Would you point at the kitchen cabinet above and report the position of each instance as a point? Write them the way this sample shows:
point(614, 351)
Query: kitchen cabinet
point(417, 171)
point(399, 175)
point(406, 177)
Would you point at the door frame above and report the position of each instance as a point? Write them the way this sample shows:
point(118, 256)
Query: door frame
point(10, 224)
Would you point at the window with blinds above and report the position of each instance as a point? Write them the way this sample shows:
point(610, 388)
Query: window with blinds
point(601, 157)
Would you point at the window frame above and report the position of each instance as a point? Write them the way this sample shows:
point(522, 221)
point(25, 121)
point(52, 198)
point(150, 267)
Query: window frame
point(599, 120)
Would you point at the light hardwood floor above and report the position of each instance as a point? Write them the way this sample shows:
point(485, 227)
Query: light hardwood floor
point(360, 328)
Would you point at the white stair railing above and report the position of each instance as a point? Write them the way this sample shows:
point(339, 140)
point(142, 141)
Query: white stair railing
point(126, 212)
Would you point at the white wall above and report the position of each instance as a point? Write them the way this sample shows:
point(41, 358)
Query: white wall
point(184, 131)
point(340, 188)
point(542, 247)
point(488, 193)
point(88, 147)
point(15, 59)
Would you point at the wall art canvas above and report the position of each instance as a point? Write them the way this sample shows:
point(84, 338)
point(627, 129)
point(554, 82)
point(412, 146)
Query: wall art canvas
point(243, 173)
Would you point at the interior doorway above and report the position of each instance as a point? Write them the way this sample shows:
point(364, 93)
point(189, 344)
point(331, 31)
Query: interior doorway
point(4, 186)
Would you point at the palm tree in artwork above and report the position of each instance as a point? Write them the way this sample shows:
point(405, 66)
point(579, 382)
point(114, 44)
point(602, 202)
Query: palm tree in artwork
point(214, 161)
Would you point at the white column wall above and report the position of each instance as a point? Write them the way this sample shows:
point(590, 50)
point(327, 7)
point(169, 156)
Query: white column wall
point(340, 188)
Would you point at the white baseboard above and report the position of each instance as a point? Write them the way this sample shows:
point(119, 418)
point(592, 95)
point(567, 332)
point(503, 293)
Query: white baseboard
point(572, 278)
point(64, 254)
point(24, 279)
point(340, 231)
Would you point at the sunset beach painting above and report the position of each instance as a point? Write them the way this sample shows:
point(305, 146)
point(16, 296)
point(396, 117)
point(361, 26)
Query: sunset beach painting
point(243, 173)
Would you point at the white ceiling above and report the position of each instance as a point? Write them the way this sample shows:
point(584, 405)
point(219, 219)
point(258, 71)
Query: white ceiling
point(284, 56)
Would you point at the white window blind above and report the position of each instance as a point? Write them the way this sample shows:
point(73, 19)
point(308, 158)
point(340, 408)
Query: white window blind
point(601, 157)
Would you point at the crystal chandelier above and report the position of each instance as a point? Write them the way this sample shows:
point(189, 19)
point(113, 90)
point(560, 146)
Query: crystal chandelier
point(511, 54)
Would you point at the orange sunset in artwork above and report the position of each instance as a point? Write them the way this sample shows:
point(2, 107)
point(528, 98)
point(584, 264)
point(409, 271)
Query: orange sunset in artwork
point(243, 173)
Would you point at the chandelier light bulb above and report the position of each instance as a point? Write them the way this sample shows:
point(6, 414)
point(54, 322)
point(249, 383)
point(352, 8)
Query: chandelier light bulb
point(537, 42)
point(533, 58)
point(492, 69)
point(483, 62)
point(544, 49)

> [Set exercise] Please copy the lines from the one containing "Would you point at the chandelier" through the final line, both included, scaling every coordinate in the answers by 1.6 and rounding to whole numbers, with halves rounded up. Leave the requests and their sample points unchanged.

> [Answer to the task]
Would you point at the chandelier light bulb above and report the position of each instance as a point? Write them the way this sample shows:
point(6, 414)
point(54, 322)
point(249, 383)
point(352, 8)
Query: chandelier light bulb
point(859, 67)
point(853, 93)
point(787, 110)
point(773, 99)
point(870, 78)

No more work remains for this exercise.